** start Document section **

Need help on SysV semaphores, or vice versa (long)

Tue May 13 05:38:33 AEST 1986

	SUMMARY.  Although AT&T SysV semaphore _operations_ are atomic,
	semaphore creation, initialization, and deletion are done by
	separate system calls.  This complicates semaphore management
	when multiple copies of a program use a common resource, such as
	a database.  In particular, I believe having the program create
	a semaphore when it's first needed cannot be made to work, since
	initialization does not occur (System V Interface Definition,
	Issue 2, Volume 1, p. 283) until the next system call.  Atomic
	create-and-initialize-to-zero would help a lot.  Deletion offers
	a similar problem, but can be done with herculean and somewhat
	grotty use of extra semaphores, described below.

	Apologies, of course, if this issue has been dealt with recently
	-- and I'd appreciate being mailed a copy of how it turned out.

--------

	I have a couple of programs that display stuff for the user, and
	incidentally write to databases when something interesting happens.
	The particular job isn't important.  One program displays 'sysinfo'
	event frequencies, and logs new high water marks.  Another example
	-- not mine -- is `rogue`, which keeps a database of user scores.
	Seems like this ought to be a common situation.

	The problem is:  how does one mutually exclude multiple copies of
	a program from a single database, using AT&T System V semaphores?
	Shouldn't this be a solved problem?  I feel kind of silly asking
	the wizards, but here goes ...

	So 14 copies of `Foo` are about to run.  Since semaphores are a
	limited system resource, I assume that one should be created by the
	first copy of Foo that comes up, and deleted by the last copy of
	Foo that exits.  (This assumption turns out to make the problem
	intractable -- see below.  Comments?  Alternatives?)

	Creating a semaphore is handled by semget(2) -- semget(ke_os) in
	the System V Interface Definition, Issue 2, Volume I, Select Code
	320-011.  I see only the following three possibilities.

	1]	sem_id = semget(key, n, permissions | IPC_CREAT)

		Get id of the semaphore for "key".  Transparently create
		one if it didn't exist yet.  But the SVID says (I, p. 283):
		"The data structure associated with each semaphore in the
		set is not initialized.  The function 'semctl' with the
		command SETVAL or SETALL can be used to initialize each
		semaphore".  Which copy of Foo does the initialization?
		There would have to be an atomic test for "I'm about to be
		the first one to use this".  [Right, I just need another
		semaphore to manage initialization of this one ... :-)]

	2]	sem_id = semget(key, n, permissions | IPC_CREAT | IPC_EXCL)

** end Document section **

• _Aim of the exercise_
For each statement below, answer yes or no on whether it agrees with the post on SysV semaphores, and quote the words from the post that decide it. (a) Semaphore creation, initialization, and deletion are handled by a single system call. (b) The writer assumes a semaphore should be created by the first copy of Foo that comes up. (c) According to the SVID, the data structure for each semaphore in the set is initialized when the semaphore is created. The records that come next have nothing to do with the post on SysV semaphores.

** start Entries **

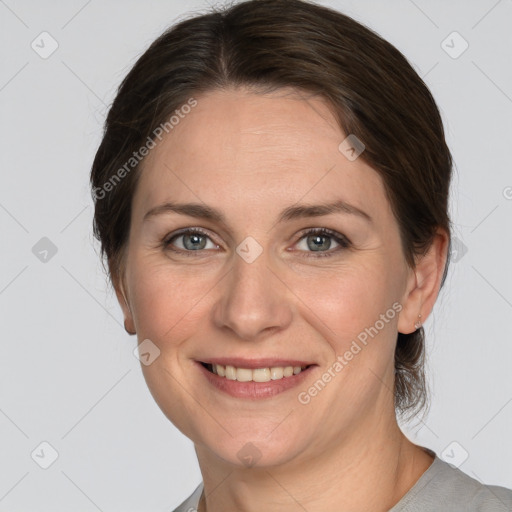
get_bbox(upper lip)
[200,357,315,370]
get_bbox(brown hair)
[91,0,452,413]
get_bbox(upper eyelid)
[163,227,351,252]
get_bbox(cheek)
[296,258,399,346]
[133,263,212,348]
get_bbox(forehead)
[135,89,386,222]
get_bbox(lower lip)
[197,362,316,400]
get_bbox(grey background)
[0,0,512,512]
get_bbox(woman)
[91,0,512,512]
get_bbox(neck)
[196,408,433,512]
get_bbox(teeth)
[210,364,306,382]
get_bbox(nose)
[213,247,293,341]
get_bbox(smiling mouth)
[201,363,312,382]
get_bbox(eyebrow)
[144,200,372,224]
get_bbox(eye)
[163,228,219,253]
[297,228,350,257]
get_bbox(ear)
[112,274,137,334]
[398,228,450,334]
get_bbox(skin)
[114,89,448,512]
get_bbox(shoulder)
[173,482,203,512]
[390,456,512,512]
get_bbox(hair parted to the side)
[91,0,452,416]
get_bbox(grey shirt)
[174,456,512,512]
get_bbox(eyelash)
[162,228,351,258]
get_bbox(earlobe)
[398,228,449,334]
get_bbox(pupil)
[183,234,206,250]
[308,235,331,251]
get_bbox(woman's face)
[123,90,425,465]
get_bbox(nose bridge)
[214,240,292,340]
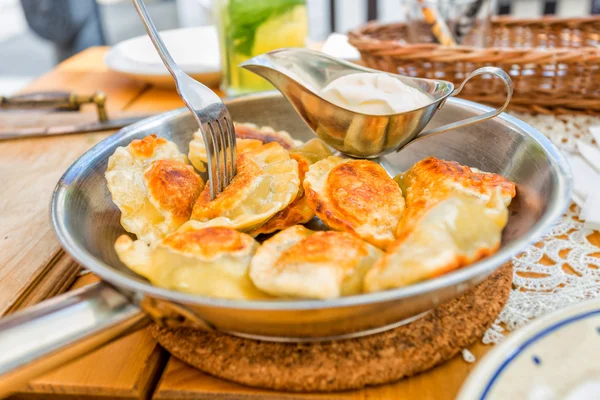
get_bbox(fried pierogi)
[188,122,302,172]
[250,225,382,299]
[304,156,404,249]
[105,135,204,243]
[365,157,515,292]
[181,140,300,232]
[115,227,268,299]
[250,139,331,236]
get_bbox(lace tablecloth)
[483,113,600,343]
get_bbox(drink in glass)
[214,0,308,96]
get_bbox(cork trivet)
[152,263,512,392]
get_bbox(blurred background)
[0,0,600,95]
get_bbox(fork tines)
[202,117,236,199]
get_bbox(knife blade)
[0,115,150,141]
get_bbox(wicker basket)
[349,17,600,114]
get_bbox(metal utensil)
[0,91,108,122]
[133,0,236,199]
[240,48,513,158]
[0,115,149,142]
[0,93,571,395]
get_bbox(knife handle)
[0,91,108,122]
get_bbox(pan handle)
[0,282,150,398]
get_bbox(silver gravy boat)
[240,48,513,158]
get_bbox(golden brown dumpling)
[304,156,404,248]
[105,135,204,243]
[181,141,300,231]
[115,227,268,299]
[188,122,302,172]
[250,139,331,236]
[365,157,515,292]
[394,157,516,207]
[250,225,382,299]
[364,188,508,292]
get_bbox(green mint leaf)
[227,0,306,56]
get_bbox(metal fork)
[133,0,236,199]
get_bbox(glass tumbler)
[213,0,308,96]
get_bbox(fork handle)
[133,0,183,83]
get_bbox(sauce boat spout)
[240,48,512,158]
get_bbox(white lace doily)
[483,113,600,343]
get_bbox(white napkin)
[118,25,221,71]
[567,126,600,230]
[321,33,360,61]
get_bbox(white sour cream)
[320,72,433,115]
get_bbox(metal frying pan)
[0,93,570,396]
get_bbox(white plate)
[458,299,600,400]
[104,26,221,87]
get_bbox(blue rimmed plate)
[458,299,600,400]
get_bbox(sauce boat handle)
[418,67,513,138]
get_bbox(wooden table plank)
[0,48,145,315]
[12,274,169,400]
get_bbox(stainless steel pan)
[0,93,570,395]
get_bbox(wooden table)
[0,48,506,400]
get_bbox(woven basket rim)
[348,16,600,54]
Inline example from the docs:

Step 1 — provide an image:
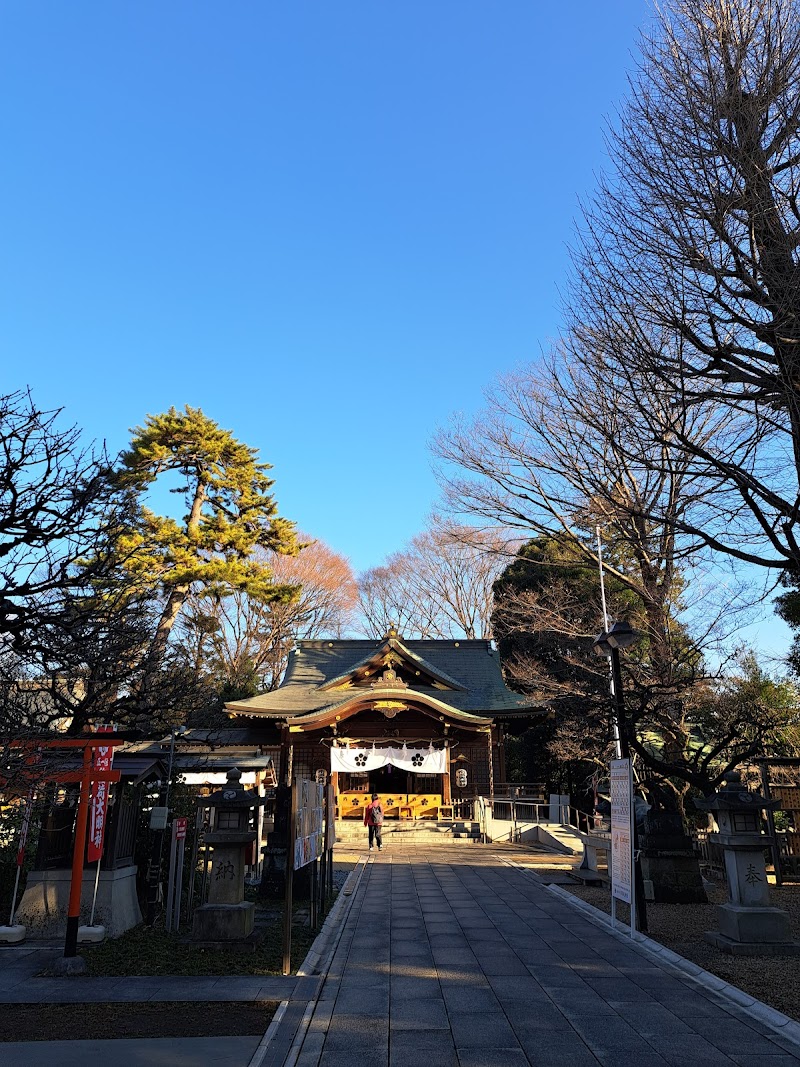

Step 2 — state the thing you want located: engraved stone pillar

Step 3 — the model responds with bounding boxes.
[192,767,263,947]
[694,771,800,956]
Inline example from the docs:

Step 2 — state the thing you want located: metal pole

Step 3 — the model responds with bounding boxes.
[9,864,22,926]
[595,526,627,760]
[64,745,92,957]
[308,860,319,930]
[759,763,783,886]
[596,526,608,633]
[282,782,298,974]
[186,805,203,919]
[173,838,186,934]
[89,860,100,926]
[164,819,178,934]
[610,648,647,934]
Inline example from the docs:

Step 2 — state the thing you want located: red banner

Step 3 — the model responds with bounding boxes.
[86,727,114,863]
[17,790,33,866]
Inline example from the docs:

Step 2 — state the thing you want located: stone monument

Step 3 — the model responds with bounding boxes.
[694,771,800,956]
[638,779,708,904]
[192,767,263,947]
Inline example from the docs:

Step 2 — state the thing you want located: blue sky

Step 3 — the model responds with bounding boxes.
[0,0,789,661]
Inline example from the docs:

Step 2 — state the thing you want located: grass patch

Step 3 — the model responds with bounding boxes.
[75,904,319,977]
[0,1001,277,1041]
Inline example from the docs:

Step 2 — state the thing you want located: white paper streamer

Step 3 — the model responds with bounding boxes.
[331,745,447,775]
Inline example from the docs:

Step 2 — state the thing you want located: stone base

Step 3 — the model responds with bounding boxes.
[703,930,800,956]
[183,934,259,954]
[0,923,26,944]
[17,866,142,940]
[52,956,86,977]
[717,903,791,944]
[192,901,256,942]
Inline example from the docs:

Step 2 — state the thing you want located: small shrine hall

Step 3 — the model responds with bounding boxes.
[225,628,542,819]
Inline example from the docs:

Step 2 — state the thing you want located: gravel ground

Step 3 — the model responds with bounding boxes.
[563,883,800,1020]
[0,1001,277,1041]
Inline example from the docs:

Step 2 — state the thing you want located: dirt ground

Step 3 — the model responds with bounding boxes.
[562,882,800,1020]
[0,1001,277,1041]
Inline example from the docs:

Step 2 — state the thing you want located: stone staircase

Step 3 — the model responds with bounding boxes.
[336,818,480,848]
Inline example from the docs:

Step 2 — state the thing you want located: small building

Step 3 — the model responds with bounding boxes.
[225,628,543,819]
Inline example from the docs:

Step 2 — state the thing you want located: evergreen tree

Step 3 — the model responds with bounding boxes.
[117,405,300,684]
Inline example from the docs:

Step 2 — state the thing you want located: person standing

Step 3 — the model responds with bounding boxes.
[364,793,383,853]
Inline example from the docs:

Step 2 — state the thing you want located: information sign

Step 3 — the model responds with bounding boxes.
[294,778,325,871]
[611,760,634,904]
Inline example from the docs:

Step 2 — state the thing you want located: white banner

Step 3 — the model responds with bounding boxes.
[611,760,634,904]
[331,745,448,775]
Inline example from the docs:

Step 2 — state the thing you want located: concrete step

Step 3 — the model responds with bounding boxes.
[336,819,480,845]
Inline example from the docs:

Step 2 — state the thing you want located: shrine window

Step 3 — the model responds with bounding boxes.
[412,775,441,793]
[339,770,369,793]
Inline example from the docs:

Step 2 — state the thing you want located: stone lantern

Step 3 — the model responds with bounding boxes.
[192,767,263,945]
[694,771,800,955]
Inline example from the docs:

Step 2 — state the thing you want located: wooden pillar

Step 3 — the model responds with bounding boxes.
[496,722,509,782]
[277,726,291,785]
[486,727,495,797]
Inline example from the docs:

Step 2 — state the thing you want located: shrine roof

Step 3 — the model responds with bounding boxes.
[225,635,545,719]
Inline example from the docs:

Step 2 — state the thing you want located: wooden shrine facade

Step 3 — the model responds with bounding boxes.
[226,630,542,819]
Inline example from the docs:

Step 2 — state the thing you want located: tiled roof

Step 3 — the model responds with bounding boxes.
[225,639,544,718]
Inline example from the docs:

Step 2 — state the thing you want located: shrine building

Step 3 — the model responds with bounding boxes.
[225,628,543,819]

** end Entries **

• _Task solution_
(a) No: "semaphore creation, initialization, and deletion are done by separate system calls."
(b) Yes: "one should be created by the first copy of Foo that comes up"
(c) No: "The data structure associated with each semaphore in the set is not initialized."